Resume the review of the Charpentier song collection below, picking up right after its final sentence.

Source passage:
——

This collection revolves around a range of seldom performed songs by Charpentier. The title alludes to three stanzas on texts taken from Pierre Corneille’s play Le Cid (1637), each one printed separately in the Mercure Galant between January and March 1681. They are in their order of publication, and Cyril Auvity’s ardent characterisation conveys a beleaguered lover’s anguish in ‘Percé jusque au fond du coeur’; the imagery of battles and enraged sentiment in ‘Que je sens de rudes combats’ features vivid continuo playing, and the third song, ‘Pére, maîtresse, honneur, amour’, fluctuates potently between melancholy and bitterness. Nine more Charpentier miniatures are performed delightfully, with Auvity’s flexible mastery of florid details and poetic declamation adept throughout shifting contrasts between soft seductiveness (‘Ruisseau qui nourrit dans ce bois’) and indignant complaints (‘Non, non je ne l’aime plus’).

——

Data items:
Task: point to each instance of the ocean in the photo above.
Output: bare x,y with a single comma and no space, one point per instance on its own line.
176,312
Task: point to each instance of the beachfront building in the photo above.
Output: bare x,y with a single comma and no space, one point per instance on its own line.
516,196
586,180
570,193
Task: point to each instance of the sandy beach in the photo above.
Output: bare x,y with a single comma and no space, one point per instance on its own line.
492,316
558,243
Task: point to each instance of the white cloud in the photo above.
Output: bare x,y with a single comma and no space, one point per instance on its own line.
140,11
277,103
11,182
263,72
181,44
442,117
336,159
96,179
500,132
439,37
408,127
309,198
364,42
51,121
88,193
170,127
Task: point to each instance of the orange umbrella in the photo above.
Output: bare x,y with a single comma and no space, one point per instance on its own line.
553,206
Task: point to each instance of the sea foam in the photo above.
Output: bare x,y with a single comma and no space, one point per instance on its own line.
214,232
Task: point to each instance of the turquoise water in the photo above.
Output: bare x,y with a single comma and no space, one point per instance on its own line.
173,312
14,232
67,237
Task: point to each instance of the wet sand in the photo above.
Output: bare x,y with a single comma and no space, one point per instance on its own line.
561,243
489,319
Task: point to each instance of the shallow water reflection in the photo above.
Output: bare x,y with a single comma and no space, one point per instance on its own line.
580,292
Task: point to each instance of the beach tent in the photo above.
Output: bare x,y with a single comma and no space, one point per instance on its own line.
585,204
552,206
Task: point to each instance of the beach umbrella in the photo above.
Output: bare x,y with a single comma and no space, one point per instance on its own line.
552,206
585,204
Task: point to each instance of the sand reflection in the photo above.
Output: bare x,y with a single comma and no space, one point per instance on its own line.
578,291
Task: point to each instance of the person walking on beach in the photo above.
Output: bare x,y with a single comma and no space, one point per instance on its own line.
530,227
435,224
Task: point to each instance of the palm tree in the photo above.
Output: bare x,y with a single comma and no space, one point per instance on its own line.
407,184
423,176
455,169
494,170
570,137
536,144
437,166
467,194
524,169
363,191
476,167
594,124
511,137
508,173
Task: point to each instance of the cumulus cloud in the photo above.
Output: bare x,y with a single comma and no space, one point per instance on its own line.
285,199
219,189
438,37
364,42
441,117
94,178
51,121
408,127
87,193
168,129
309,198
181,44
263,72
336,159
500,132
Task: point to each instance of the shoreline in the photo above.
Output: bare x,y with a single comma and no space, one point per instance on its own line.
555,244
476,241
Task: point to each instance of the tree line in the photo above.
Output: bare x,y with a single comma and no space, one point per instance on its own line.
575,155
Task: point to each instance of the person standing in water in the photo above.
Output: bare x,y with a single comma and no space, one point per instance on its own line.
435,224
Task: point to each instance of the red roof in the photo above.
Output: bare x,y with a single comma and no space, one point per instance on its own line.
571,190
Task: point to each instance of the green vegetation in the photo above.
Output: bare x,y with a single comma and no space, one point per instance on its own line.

——

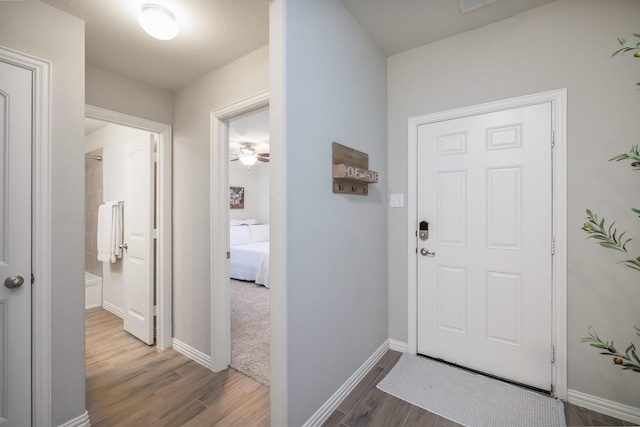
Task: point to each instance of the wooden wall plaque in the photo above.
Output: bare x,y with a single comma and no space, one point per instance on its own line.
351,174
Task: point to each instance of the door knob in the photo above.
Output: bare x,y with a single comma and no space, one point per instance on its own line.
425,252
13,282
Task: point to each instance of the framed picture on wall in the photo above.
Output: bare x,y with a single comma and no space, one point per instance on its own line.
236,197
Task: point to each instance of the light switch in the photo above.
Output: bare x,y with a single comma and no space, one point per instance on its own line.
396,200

——

Answer to the problem:
Some accompaniments are richly textured by L’Yriade’s two violins, cello, theorbo and harpsichord, all of whom create sensitive textures and sensual rhythms as the music demands; the impassioned violins milk every drop of dissonant tension in ‘Tombeau de Mademoiselle’ by Jacques Morel (a pupil of Marais), whereas they play elegantly in two popular songs by Michel Lambert (Lully’s father-in-law), including the ironic ‘Ma bergère est tendre et fidèle’ and the ubiquitous ‘Vos mépris chaque jour’. Elsewhere, simplicity is chosen to good effect, such as in the use of only theorbo accompaniment for ‘Ah, qu’ils sont courts les beaux jours’ (printed in the Mercure Galant, June 1680). Each cluster of songs is connected by an assortment of pieces from François Couperin’s Les nations (printed in 1726 but containing pieces written several decades earlier); movements that supposedly portray the personalities of the Piedmontese and Spanish serve as effective instrumental interludes, introductions or postludes. The flowing sequence of songs and sonatas ticks along without time for pause, creating a musical journey that leads inexorably to the exquisite chaconne from ‘L’Impériale’.